Extract the final stretch of the data: the line that contains "Mark the calm" and every line after it, unaltered, and no other lines.

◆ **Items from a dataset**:
========================================================================

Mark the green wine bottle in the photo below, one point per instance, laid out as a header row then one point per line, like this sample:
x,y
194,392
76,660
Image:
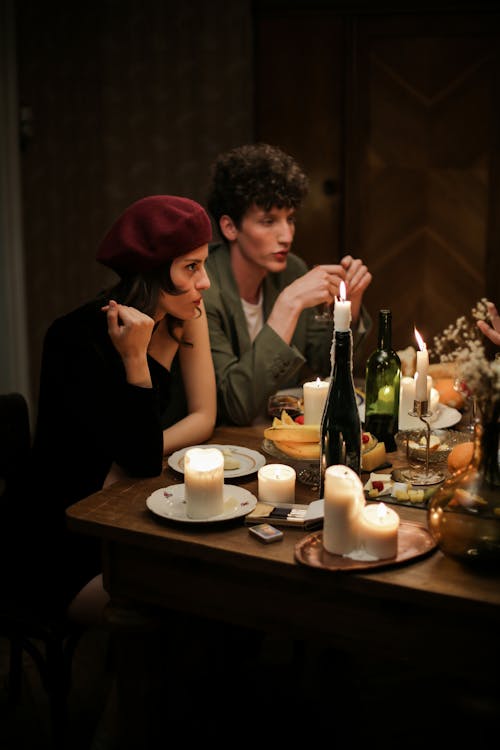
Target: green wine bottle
x,y
383,375
340,426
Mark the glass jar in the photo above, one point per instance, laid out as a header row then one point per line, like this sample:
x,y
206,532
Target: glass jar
x,y
464,514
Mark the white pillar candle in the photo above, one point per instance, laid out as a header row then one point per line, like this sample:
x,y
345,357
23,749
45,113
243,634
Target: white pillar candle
x,y
276,483
422,370
343,501
342,310
406,400
378,530
204,482
315,394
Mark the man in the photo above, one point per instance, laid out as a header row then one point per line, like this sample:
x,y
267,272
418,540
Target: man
x,y
263,303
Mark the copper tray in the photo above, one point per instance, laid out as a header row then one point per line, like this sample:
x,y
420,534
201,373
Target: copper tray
x,y
414,541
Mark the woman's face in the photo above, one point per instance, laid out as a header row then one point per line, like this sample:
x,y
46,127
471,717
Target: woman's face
x,y
189,276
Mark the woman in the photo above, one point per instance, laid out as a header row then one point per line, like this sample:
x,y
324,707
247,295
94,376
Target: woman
x,y
113,373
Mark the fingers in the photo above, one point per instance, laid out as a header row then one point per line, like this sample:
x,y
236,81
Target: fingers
x,y
111,311
357,278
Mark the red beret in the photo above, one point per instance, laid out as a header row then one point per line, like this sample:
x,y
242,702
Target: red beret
x,y
153,231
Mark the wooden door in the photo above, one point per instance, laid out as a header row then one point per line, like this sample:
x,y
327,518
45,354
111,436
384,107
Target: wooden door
x,y
401,113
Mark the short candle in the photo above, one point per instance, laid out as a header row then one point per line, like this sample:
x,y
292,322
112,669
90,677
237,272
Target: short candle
x,y
276,483
343,501
204,482
378,530
315,394
342,310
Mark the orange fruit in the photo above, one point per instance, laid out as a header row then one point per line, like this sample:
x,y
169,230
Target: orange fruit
x,y
447,394
460,455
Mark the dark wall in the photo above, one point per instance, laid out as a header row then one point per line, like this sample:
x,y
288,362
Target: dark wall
x,y
119,100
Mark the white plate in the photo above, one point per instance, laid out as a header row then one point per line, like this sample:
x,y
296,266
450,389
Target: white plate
x,y
250,461
169,502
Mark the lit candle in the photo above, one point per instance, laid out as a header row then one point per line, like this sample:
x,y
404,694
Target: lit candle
x,y
204,482
342,310
276,483
315,394
344,498
422,369
406,399
378,530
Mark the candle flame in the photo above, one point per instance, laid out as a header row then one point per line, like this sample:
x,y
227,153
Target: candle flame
x,y
421,343
381,511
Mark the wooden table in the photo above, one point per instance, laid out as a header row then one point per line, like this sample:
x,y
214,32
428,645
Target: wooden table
x,y
429,610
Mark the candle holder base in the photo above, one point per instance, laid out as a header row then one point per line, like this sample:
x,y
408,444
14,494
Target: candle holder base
x,y
421,477
426,476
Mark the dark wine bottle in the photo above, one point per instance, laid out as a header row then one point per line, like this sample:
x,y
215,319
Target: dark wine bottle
x,y
383,375
340,426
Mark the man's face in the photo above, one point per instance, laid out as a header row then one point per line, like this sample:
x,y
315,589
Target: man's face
x,y
265,237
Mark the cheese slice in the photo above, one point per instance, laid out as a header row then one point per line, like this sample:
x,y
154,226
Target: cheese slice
x,y
374,458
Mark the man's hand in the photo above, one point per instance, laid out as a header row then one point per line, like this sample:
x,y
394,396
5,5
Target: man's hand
x,y
357,280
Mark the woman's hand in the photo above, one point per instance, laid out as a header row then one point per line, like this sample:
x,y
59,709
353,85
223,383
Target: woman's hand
x,y
130,331
492,332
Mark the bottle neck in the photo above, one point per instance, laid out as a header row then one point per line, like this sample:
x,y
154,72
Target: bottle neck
x,y
385,330
342,350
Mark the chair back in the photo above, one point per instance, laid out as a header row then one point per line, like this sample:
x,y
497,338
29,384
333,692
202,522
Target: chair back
x,y
15,444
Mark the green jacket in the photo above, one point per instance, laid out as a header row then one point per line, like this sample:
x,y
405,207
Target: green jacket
x,y
248,373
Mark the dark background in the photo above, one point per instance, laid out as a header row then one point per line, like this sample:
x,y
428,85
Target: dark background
x,y
393,112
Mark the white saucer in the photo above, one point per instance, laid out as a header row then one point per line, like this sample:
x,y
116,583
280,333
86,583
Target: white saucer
x,y
169,502
249,461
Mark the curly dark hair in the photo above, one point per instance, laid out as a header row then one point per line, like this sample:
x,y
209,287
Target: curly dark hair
x,y
257,174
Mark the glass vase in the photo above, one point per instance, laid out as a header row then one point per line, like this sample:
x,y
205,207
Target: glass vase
x,y
464,514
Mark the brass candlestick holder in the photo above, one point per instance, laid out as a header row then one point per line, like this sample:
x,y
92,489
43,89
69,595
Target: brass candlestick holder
x,y
414,474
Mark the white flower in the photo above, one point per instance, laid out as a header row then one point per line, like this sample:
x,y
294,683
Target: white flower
x,y
463,344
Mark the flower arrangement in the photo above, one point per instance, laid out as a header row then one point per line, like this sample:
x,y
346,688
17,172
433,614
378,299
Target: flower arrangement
x,y
463,344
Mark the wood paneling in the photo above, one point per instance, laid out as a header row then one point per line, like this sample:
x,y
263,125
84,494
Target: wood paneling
x,y
411,103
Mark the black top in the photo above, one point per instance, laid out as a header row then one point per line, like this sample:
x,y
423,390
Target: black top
x,y
88,418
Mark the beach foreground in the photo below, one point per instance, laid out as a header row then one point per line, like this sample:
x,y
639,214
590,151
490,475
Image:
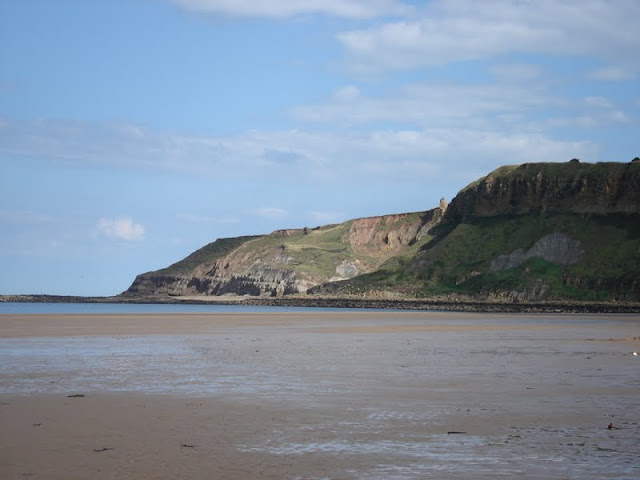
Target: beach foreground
x,y
341,395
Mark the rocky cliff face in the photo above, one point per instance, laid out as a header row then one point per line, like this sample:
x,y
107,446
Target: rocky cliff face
x,y
288,261
573,187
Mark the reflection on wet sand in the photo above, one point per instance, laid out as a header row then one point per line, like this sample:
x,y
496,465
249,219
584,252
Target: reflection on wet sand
x,y
366,396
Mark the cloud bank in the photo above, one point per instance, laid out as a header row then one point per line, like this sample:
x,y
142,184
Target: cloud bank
x,y
122,228
358,9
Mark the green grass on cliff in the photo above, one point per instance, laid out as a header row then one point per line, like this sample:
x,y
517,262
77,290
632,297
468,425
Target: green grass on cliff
x,y
458,259
575,170
611,252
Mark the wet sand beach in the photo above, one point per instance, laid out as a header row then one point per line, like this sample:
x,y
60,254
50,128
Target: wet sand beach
x,y
340,395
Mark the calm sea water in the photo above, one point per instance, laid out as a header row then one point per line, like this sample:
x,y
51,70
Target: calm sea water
x,y
71,308
533,393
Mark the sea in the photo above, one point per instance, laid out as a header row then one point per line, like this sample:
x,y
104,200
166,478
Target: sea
x,y
461,396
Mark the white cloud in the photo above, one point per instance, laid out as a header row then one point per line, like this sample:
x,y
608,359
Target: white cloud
x,y
516,72
197,218
122,228
269,212
596,101
615,73
463,30
348,93
430,105
359,9
422,152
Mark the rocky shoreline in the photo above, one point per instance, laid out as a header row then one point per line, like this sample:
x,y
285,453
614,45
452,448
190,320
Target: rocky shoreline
x,y
392,304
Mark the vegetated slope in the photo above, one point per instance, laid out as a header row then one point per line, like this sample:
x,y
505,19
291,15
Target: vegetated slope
x,y
289,261
545,231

========================================================================

◆ **COMPLETED TASK**:
Mark the calm sea water in the photo above, one point per instance, laid out as a header row then one point per line, like this sample:
x,y
51,70
Target: calm sea water
x,y
71,308
533,393
Mark the sea in the photo above, one point per instance, laid out as a header row then one point per line, like this sample:
x,y
104,200
166,478
Target: sea
x,y
461,396
Mark the white cloud in the photo above, one point per instance, laid out as a header row then one point per line, like this sample:
x,y
608,359
Target: white cloud
x,y
516,72
197,218
122,228
269,212
596,101
615,73
463,30
348,93
430,105
359,9
422,152
Mark the rocky shoreline in the photo above, one point per instance, laid out as a header row then one point per line, like this sample:
x,y
285,453
614,45
452,448
190,320
Target: rocky shoreline
x,y
392,304
Mark the vegetated slope in the photo above, one point per instance, laid out as a header row then one point per line, like this sample:
x,y
505,19
291,15
Target: vegetated slope
x,y
289,261
545,231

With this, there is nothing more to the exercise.